**Stated task**.
Copy every one of the rows below, keeping each character the same.

>> begin Data rows

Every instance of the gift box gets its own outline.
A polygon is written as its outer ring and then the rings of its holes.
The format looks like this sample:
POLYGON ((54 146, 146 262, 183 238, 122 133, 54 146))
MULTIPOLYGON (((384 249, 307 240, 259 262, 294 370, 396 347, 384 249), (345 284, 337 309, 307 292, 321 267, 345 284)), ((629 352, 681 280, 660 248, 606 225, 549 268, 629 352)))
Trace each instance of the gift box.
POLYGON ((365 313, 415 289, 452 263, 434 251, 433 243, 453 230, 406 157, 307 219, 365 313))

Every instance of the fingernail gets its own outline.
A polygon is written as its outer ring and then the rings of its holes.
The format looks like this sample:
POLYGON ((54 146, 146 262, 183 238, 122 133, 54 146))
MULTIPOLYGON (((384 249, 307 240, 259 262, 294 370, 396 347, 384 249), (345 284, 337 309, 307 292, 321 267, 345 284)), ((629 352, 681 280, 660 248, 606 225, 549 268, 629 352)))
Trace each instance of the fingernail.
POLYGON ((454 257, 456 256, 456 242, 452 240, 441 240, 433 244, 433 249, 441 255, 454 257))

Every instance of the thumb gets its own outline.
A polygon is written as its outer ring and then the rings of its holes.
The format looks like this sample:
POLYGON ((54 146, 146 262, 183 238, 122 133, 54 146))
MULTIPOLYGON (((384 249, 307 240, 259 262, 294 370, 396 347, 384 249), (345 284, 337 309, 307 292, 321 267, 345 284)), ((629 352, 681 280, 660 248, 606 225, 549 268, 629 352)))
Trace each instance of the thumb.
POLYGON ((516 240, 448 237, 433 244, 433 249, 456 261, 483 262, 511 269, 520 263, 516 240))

>> end Data rows

**Result**.
Every instance of the gift box gets its own outline.
A polygon is written as its outer ring and then the rings of its holes.
The format looks like this sample:
POLYGON ((54 146, 146 262, 183 238, 122 133, 54 146))
MULTIPOLYGON (((384 249, 307 240, 259 262, 294 370, 396 347, 384 249), (345 284, 337 309, 307 292, 321 267, 345 284)), ((629 352, 681 280, 660 248, 606 225, 549 268, 629 352)))
Trace each instance of the gift box.
POLYGON ((365 313, 415 289, 452 263, 434 251, 433 243, 453 230, 406 157, 307 219, 365 313))

Every instance of the fingernail gets its own outline.
A polygon is written as its outer ring and then the rings of its holes.
The format looks like this sample:
POLYGON ((54 146, 146 262, 183 238, 122 133, 54 146))
MULTIPOLYGON (((384 249, 307 240, 259 262, 294 370, 396 347, 384 249), (345 284, 337 309, 307 292, 321 267, 345 284)), ((629 352, 681 280, 660 248, 606 225, 549 268, 629 352)))
Trace each instance of the fingernail.
POLYGON ((454 257, 456 256, 456 242, 452 240, 441 240, 433 244, 433 249, 441 255, 454 257))

Every instance of the thumb gets its own outline.
A polygon is written as its outer ring and then the rings of its holes.
The format looks like this sample:
POLYGON ((54 146, 146 262, 183 238, 122 133, 54 146))
MULTIPOLYGON (((384 249, 307 240, 259 262, 294 370, 396 347, 384 249), (345 284, 337 309, 307 292, 321 267, 345 284)), ((629 352, 681 280, 660 248, 606 225, 549 268, 629 352)))
Trace each instance of the thumb.
POLYGON ((516 240, 448 237, 433 244, 433 249, 456 261, 483 262, 511 269, 520 263, 516 240))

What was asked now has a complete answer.